Alors, le temps des rébellions et des soulèvements arrive. Car, face à l'injonction paradoxale des gouvernants "Soyez solidaires, soumettez-vous !", a émergé en miroir dans la population une posture de rébellion devant laquelle le moindre achoppement génère un soulèvement. Je renvoie à l'excellent ouvrage du sociologue Michel Maffesoli "L'ère des soulèvements" (Ed. du Cerf). Il y montre que ceux-ci se développent en réaction à ce qu'il nomme un "totalitarisme doux", un totalitarisme insidieux, culpabilisant et infantilisant.

Dans ce moment long et clairement identifié comme exceptionnel que nous sommes encore en train de vivre, se sont construites des réalités nouvelles comme par initiation. Cette "maltraitance" a donné accès à une réalité nouvelle où valeurs, rapports sociaux et hiérarchie des normes ont été bouleversés. Parce que cette période apparait comme "éclairante", elle prend les formes, valeurs et fonctions du rite de passage.

▬▬▬▬▬▬

Renvoyez mot pour mot le passage du texte sur les soulèvements, ci-dessus, qui s'ouvre sur les mots contenant « Alors, le temps » et se ferme sur « culpabilisant et infantilisant. ».

▬▬▬▬▬▬

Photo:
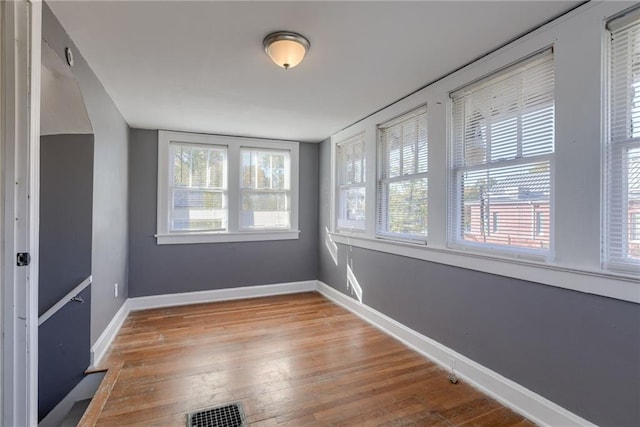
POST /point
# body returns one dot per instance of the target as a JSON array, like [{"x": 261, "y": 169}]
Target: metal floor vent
[{"x": 221, "y": 416}]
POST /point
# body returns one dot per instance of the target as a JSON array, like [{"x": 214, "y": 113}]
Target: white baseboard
[
  {"x": 100, "y": 347},
  {"x": 103, "y": 342},
  {"x": 227, "y": 294},
  {"x": 522, "y": 400}
]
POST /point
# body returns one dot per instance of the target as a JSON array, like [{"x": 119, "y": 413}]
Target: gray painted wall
[
  {"x": 110, "y": 183},
  {"x": 166, "y": 269},
  {"x": 66, "y": 187},
  {"x": 579, "y": 350}
]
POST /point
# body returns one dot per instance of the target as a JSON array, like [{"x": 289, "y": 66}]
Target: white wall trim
[
  {"x": 603, "y": 283},
  {"x": 99, "y": 349},
  {"x": 522, "y": 400},
  {"x": 511, "y": 394}
]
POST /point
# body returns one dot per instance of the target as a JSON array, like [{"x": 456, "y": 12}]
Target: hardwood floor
[{"x": 294, "y": 360}]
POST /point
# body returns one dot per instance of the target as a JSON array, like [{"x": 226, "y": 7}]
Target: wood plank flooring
[{"x": 293, "y": 360}]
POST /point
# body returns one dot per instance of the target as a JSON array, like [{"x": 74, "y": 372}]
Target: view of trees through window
[
  {"x": 403, "y": 182},
  {"x": 198, "y": 188},
  {"x": 265, "y": 189},
  {"x": 351, "y": 181}
]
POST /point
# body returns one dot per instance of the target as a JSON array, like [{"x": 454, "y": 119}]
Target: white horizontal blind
[
  {"x": 351, "y": 191},
  {"x": 403, "y": 181},
  {"x": 503, "y": 145},
  {"x": 265, "y": 192},
  {"x": 622, "y": 165},
  {"x": 198, "y": 187}
]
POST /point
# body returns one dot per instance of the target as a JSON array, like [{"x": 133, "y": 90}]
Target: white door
[{"x": 20, "y": 38}]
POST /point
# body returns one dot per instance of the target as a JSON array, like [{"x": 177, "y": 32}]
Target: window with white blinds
[
  {"x": 622, "y": 164},
  {"x": 198, "y": 187},
  {"x": 403, "y": 177},
  {"x": 265, "y": 190},
  {"x": 351, "y": 191},
  {"x": 502, "y": 159}
]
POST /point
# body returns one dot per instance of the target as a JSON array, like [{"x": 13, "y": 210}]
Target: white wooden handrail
[{"x": 65, "y": 299}]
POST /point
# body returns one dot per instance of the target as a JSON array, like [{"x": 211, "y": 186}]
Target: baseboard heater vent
[{"x": 221, "y": 416}]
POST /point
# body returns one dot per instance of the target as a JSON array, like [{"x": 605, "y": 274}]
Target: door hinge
[{"x": 23, "y": 259}]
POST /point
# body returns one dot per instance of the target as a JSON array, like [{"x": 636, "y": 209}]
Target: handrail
[{"x": 65, "y": 299}]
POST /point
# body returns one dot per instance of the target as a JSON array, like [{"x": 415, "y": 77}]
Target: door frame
[{"x": 20, "y": 43}]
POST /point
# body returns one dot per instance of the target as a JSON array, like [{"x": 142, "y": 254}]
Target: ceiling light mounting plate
[{"x": 285, "y": 48}]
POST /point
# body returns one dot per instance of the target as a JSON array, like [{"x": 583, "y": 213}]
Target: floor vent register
[{"x": 221, "y": 416}]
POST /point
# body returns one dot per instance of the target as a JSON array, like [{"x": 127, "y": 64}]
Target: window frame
[
  {"x": 340, "y": 223},
  {"x": 617, "y": 258},
  {"x": 234, "y": 233},
  {"x": 382, "y": 202},
  {"x": 456, "y": 226},
  {"x": 575, "y": 260}
]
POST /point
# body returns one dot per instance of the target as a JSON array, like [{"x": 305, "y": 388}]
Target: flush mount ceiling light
[{"x": 285, "y": 48}]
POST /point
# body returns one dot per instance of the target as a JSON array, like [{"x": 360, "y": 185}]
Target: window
[
  {"x": 622, "y": 166},
  {"x": 402, "y": 181},
  {"x": 635, "y": 226},
  {"x": 265, "y": 192},
  {"x": 198, "y": 189},
  {"x": 502, "y": 158},
  {"x": 539, "y": 224},
  {"x": 351, "y": 167},
  {"x": 221, "y": 189}
]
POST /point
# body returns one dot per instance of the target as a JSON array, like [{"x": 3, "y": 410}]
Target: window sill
[
  {"x": 604, "y": 283},
  {"x": 247, "y": 236}
]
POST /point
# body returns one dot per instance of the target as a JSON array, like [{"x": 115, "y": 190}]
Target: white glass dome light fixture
[{"x": 286, "y": 49}]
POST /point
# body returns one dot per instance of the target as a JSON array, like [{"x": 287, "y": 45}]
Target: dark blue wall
[{"x": 66, "y": 194}]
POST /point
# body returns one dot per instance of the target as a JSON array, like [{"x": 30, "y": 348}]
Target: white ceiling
[
  {"x": 62, "y": 108},
  {"x": 200, "y": 66}
]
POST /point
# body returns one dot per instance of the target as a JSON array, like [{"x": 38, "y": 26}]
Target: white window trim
[
  {"x": 335, "y": 194},
  {"x": 611, "y": 148},
  {"x": 574, "y": 262},
  {"x": 233, "y": 233},
  {"x": 613, "y": 285},
  {"x": 381, "y": 204}
]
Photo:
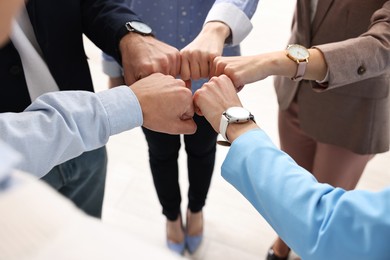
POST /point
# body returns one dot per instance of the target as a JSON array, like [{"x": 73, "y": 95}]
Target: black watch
[{"x": 139, "y": 27}]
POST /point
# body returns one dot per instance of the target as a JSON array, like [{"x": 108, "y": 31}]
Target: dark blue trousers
[{"x": 82, "y": 180}]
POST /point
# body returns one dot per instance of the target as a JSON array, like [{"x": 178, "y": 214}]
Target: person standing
[
  {"x": 201, "y": 30},
  {"x": 46, "y": 54}
]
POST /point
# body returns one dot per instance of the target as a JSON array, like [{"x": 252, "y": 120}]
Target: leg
[
  {"x": 339, "y": 166},
  {"x": 113, "y": 70},
  {"x": 163, "y": 155},
  {"x": 201, "y": 149},
  {"x": 82, "y": 180}
]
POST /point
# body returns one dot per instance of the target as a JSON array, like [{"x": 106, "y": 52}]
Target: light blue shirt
[
  {"x": 59, "y": 126},
  {"x": 317, "y": 220}
]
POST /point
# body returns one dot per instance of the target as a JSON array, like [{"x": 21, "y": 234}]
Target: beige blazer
[{"x": 353, "y": 111}]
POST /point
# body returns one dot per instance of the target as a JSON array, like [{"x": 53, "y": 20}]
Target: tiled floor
[{"x": 233, "y": 229}]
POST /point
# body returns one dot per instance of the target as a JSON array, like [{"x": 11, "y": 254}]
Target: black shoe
[{"x": 272, "y": 256}]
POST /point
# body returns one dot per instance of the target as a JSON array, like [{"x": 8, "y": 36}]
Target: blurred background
[{"x": 233, "y": 229}]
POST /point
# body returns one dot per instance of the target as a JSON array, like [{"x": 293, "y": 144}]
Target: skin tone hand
[
  {"x": 214, "y": 98},
  {"x": 144, "y": 55},
  {"x": 248, "y": 69},
  {"x": 166, "y": 104},
  {"x": 197, "y": 57}
]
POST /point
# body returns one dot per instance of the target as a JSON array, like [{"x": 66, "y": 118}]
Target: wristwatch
[
  {"x": 300, "y": 55},
  {"x": 139, "y": 27},
  {"x": 234, "y": 115}
]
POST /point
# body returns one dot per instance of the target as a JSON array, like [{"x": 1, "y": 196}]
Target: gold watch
[{"x": 300, "y": 55}]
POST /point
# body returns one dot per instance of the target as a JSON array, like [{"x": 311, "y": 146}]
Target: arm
[
  {"x": 104, "y": 23},
  {"x": 59, "y": 126},
  {"x": 228, "y": 22},
  {"x": 62, "y": 125},
  {"x": 323, "y": 58},
  {"x": 314, "y": 219}
]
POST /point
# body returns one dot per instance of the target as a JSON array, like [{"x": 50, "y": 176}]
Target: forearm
[
  {"x": 314, "y": 219},
  {"x": 104, "y": 23},
  {"x": 236, "y": 15},
  {"x": 278, "y": 64},
  {"x": 62, "y": 125}
]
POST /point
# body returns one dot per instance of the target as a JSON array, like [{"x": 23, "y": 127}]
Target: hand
[
  {"x": 197, "y": 57},
  {"x": 144, "y": 55},
  {"x": 241, "y": 69},
  {"x": 166, "y": 104},
  {"x": 214, "y": 98}
]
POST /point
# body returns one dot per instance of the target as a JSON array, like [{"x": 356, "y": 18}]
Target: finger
[
  {"x": 185, "y": 71},
  {"x": 204, "y": 68},
  {"x": 184, "y": 127},
  {"x": 239, "y": 88},
  {"x": 188, "y": 83},
  {"x": 195, "y": 70}
]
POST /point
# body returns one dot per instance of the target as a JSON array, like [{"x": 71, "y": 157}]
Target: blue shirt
[
  {"x": 178, "y": 22},
  {"x": 57, "y": 127},
  {"x": 317, "y": 220}
]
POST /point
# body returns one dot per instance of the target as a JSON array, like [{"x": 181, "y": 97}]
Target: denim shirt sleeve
[
  {"x": 59, "y": 126},
  {"x": 236, "y": 14},
  {"x": 315, "y": 219}
]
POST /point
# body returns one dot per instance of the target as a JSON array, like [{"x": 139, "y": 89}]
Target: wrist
[
  {"x": 217, "y": 28},
  {"x": 236, "y": 130}
]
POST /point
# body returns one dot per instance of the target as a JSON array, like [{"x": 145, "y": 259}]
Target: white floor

▬▬▬▬▬▬

#### RÉPONSE
Alors, le temps des rébellions et des soulèvements arrive. Car, face à l'injonction paradoxale des gouvernants "Soyez solidaires, soumettez-vous !", a émergé en miroir dans la population une posture de rébellion devant laquelle le moindre achoppement génère un soulèvement. Je renvoie à l'excellent ouvrage du sociologue Michel Maffesoli "L'ère des soulèvements" (Ed. du Cerf). Il y montre que ceux-ci se développent en réaction à ce qu'il nomme un "totalitarisme doux", un totalitarisme insidieux, culpabilisant et infantilisant.